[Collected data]
####

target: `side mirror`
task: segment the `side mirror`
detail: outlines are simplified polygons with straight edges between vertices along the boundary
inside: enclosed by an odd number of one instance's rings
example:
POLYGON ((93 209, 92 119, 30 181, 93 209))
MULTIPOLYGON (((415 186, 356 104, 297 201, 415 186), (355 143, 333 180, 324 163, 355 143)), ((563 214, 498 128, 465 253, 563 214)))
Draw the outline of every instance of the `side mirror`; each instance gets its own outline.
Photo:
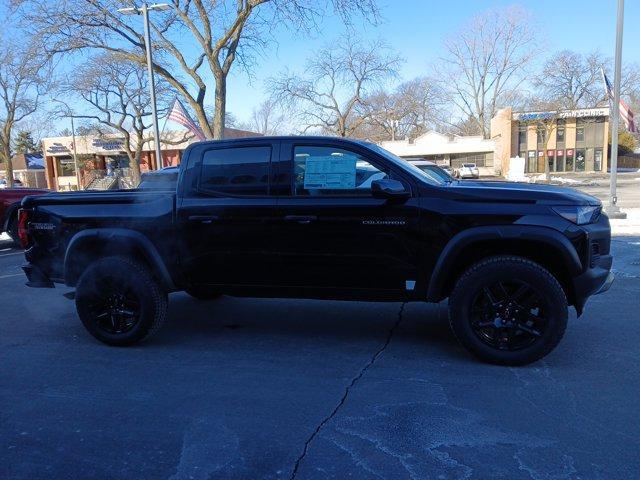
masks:
POLYGON ((371 182, 371 194, 373 198, 384 198, 387 200, 406 200, 409 198, 409 192, 402 182, 391 178, 382 178, 371 182))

####

TASK INSTRUCTIONS: Starting at the line that holds "MULTIPOLYGON (((415 186, 356", retype every line through the end of the data, both ends included. Pictures stay out of the copy.

FINISHED TASK:
MULTIPOLYGON (((415 186, 356 104, 297 201, 415 186), (355 143, 333 180, 324 163, 355 143)), ((563 214, 498 128, 465 253, 563 214)))
Draw the outline of every instance of the `side mirror`; each instance gets its own outline.
Photo:
masks:
POLYGON ((371 182, 371 194, 373 198, 384 198, 387 200, 406 200, 409 198, 409 192, 402 182, 391 178, 382 178, 371 182))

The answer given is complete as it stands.